Written task
Rewrite the records from the line containing "Task: annotate the wooden shelving" through the end of the records, both ends included, replacing "whole numbers" with "integers" and leaving everything else unchanged.

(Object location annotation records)
────────────────────

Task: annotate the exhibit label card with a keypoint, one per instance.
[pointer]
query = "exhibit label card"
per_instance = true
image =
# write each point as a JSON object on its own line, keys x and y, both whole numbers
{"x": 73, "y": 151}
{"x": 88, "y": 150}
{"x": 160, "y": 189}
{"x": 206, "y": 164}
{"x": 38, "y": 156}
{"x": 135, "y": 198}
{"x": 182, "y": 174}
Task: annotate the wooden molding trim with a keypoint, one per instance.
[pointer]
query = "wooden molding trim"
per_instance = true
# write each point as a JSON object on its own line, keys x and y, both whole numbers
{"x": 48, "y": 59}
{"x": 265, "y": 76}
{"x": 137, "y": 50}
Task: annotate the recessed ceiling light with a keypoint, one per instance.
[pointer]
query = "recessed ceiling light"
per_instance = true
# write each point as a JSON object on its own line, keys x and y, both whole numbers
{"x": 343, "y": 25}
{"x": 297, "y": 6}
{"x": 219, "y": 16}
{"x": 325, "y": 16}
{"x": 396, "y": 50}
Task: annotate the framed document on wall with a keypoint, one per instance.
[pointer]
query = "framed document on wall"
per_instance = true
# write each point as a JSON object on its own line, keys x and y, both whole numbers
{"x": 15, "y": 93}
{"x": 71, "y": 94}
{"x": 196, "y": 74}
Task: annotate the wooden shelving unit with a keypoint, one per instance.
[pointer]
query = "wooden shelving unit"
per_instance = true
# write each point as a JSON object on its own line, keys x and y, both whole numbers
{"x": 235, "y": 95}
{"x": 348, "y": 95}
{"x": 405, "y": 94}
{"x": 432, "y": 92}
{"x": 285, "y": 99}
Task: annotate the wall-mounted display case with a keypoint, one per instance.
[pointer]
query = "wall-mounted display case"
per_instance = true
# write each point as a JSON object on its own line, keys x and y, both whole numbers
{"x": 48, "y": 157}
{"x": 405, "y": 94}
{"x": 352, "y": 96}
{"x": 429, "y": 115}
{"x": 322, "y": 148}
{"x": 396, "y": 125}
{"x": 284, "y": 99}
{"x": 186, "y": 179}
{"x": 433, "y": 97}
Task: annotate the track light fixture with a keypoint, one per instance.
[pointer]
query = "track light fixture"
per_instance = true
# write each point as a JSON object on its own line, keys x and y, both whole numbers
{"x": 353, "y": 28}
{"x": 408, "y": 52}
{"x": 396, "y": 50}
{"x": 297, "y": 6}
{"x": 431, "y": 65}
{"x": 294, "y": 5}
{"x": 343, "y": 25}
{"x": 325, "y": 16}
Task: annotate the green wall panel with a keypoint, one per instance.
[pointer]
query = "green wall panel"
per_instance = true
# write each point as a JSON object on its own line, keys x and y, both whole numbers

────────────────────

Solution
Task: annotate the wooden shelving unit with a keypoint, one per instance.
[pointer]
query = "wooden shelving unit"
per_instance = true
# write each point as a JSON object on its own line, keys x and y, both integers
{"x": 235, "y": 95}
{"x": 348, "y": 95}
{"x": 405, "y": 94}
{"x": 432, "y": 92}
{"x": 285, "y": 99}
Task: annotate the wall-mounted display case with a keypoint, one per instance.
[pointer]
query = "wall-mounted display case"
per_instance = true
# write each point as a JSON object on its own line, keys x and y, both integers
{"x": 48, "y": 157}
{"x": 405, "y": 94}
{"x": 352, "y": 96}
{"x": 429, "y": 115}
{"x": 322, "y": 148}
{"x": 396, "y": 125}
{"x": 284, "y": 99}
{"x": 186, "y": 179}
{"x": 433, "y": 97}
Task: annotate the track light fixture with a keypoint, one per instance.
[pointer]
query = "track light fixture"
per_instance = true
# write each point as a JSON object on its own line, keys x and y, both integers
{"x": 353, "y": 28}
{"x": 408, "y": 52}
{"x": 396, "y": 50}
{"x": 297, "y": 6}
{"x": 431, "y": 65}
{"x": 294, "y": 5}
{"x": 343, "y": 25}
{"x": 325, "y": 16}
Task: annotate the green wall panel with a keypoint, one per instance.
[pointer]
query = "green wall panel"
per_instance = true
# write each point as a JSON object on its own line, keys x and y, both integers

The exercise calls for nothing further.